• Goal of the exercise
Transcribe the entries below line for line, starting at the very first line and ending at the line that contains "[(254, 108), (314, 103)]". Include both end lines.

Begin Data supplied

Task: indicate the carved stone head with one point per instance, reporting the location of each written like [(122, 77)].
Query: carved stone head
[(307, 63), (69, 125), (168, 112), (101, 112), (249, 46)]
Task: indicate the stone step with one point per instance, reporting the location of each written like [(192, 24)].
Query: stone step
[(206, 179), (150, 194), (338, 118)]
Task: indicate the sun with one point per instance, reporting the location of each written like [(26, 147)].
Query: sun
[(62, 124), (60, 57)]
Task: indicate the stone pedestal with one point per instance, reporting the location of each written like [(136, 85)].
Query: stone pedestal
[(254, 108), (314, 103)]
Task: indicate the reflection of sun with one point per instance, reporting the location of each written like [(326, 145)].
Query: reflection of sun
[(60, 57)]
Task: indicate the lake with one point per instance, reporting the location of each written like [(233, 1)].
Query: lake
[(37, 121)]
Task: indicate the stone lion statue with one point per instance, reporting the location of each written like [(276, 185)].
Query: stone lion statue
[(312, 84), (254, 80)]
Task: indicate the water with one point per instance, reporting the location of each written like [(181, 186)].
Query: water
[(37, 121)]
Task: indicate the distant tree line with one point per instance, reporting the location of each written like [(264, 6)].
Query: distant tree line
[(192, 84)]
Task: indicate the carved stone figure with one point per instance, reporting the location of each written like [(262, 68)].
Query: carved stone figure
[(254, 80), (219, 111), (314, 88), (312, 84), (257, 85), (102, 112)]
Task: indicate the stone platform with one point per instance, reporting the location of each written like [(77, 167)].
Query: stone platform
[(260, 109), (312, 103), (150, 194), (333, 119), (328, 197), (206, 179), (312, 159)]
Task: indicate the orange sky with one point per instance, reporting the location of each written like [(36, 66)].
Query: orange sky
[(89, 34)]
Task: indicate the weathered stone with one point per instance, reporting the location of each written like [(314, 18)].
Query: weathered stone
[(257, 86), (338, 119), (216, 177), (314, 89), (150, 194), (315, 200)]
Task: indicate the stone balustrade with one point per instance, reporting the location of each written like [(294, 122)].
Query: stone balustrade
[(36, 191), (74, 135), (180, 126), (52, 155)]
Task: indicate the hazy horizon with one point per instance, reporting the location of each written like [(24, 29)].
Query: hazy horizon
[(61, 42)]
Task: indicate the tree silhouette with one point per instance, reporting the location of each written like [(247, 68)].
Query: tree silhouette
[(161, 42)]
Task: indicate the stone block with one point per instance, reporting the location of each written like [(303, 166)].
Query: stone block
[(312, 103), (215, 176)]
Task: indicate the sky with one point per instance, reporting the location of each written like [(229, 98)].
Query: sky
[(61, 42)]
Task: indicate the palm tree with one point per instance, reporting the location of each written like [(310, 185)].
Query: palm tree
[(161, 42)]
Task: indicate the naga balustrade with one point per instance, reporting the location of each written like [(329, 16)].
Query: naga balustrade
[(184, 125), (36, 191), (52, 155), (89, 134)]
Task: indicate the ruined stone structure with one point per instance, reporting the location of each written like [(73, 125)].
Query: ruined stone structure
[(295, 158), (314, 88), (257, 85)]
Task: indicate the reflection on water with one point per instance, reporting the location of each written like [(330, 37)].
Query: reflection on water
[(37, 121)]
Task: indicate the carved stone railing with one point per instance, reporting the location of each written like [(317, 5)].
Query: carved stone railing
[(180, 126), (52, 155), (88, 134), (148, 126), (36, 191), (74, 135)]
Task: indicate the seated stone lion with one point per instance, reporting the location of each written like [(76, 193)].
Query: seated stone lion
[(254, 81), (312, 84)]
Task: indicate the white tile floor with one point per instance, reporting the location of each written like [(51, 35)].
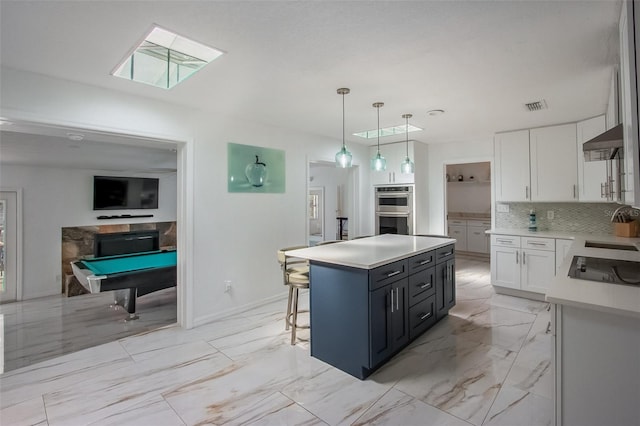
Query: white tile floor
[(488, 363)]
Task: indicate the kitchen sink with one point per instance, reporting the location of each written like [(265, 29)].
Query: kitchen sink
[(611, 246)]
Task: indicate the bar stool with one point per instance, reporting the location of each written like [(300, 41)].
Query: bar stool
[(295, 275)]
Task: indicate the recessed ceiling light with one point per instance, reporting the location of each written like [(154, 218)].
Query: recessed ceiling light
[(75, 136), (388, 131), (164, 59)]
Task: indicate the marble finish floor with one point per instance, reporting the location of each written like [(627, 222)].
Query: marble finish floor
[(487, 363), (39, 329)]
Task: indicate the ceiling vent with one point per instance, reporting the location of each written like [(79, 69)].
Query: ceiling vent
[(537, 105)]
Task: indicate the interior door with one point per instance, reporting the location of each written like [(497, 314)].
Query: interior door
[(8, 246)]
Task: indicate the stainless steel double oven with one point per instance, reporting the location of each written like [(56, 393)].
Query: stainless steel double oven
[(394, 209)]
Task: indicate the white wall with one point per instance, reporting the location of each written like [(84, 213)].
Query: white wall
[(235, 236), (439, 155), (54, 198)]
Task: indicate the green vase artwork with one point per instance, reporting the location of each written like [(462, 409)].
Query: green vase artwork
[(255, 169)]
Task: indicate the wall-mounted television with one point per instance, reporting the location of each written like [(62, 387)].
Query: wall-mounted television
[(120, 193)]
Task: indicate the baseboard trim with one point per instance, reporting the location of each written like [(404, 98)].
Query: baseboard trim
[(205, 319)]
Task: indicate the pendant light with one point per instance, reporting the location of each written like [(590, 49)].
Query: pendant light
[(343, 157), (407, 165), (378, 163)]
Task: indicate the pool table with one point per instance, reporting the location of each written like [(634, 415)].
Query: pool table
[(131, 275)]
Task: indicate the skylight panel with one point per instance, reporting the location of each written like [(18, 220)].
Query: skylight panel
[(164, 59), (388, 131)]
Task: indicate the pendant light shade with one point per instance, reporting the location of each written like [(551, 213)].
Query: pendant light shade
[(343, 157), (407, 165), (378, 163)]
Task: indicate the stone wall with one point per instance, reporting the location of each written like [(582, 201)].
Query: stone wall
[(78, 243)]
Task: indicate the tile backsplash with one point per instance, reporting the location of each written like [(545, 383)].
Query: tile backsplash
[(587, 218)]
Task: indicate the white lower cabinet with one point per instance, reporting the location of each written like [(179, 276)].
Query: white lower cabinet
[(522, 263), (595, 360)]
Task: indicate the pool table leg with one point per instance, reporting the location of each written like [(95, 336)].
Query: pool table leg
[(127, 299)]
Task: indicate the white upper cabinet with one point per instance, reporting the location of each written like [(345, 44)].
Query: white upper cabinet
[(593, 177), (394, 153), (511, 156), (554, 169)]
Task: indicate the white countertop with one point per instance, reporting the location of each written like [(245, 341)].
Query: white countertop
[(613, 298), (371, 252)]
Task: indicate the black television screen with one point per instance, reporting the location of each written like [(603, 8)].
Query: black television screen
[(119, 193)]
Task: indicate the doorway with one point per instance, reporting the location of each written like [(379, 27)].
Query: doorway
[(468, 205), (336, 193), (8, 246)]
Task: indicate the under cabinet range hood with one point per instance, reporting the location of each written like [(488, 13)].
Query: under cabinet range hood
[(605, 146)]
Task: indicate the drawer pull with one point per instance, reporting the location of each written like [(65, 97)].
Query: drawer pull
[(425, 316)]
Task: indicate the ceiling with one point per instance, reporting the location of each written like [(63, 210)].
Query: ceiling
[(480, 61)]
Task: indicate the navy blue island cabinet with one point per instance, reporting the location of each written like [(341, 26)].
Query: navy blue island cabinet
[(361, 317)]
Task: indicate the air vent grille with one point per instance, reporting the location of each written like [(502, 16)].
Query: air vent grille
[(537, 105)]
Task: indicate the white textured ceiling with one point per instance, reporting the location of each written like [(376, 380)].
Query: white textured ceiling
[(480, 61)]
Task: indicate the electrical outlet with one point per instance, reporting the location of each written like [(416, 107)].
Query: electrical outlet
[(503, 208)]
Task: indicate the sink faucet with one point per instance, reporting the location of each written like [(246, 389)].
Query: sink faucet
[(620, 215)]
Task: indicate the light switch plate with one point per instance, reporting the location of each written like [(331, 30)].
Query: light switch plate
[(503, 208)]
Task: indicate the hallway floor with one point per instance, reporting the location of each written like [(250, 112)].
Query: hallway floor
[(487, 363)]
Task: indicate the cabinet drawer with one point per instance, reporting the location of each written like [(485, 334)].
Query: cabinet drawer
[(539, 243), (479, 223), (421, 285), (444, 253), (505, 241), (422, 316), (422, 261), (387, 274)]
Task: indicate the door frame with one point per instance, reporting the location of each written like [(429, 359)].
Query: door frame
[(18, 248)]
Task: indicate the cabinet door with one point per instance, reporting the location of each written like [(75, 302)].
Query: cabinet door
[(380, 325), (445, 287), (477, 240), (592, 175), (400, 314), (562, 249), (505, 266), (511, 156), (459, 232), (389, 320), (554, 165), (538, 268)]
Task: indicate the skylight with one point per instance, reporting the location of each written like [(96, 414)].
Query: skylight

End Data supplied

• Task solution
Task: indicate the carved stone head with one point per instance, reporting the location of each written like [(122, 77)].
Query: carved stone head
[(307, 63), (69, 125), (168, 112), (101, 112), (249, 46)]
Task: indicate the stone step with one point per instance, reporting the location of each written like [(192, 24)].
Query: stone step
[(206, 179), (150, 194), (338, 118)]
Task: indicate the sun with one point per instance, reporting the location of each written like [(26, 147)].
Query: sun
[(62, 124), (60, 57)]
Task: indicate the stone pedestal with one point per instance, reporting the location of each written like [(136, 85)].
Query: stone pedestal
[(254, 108), (314, 103)]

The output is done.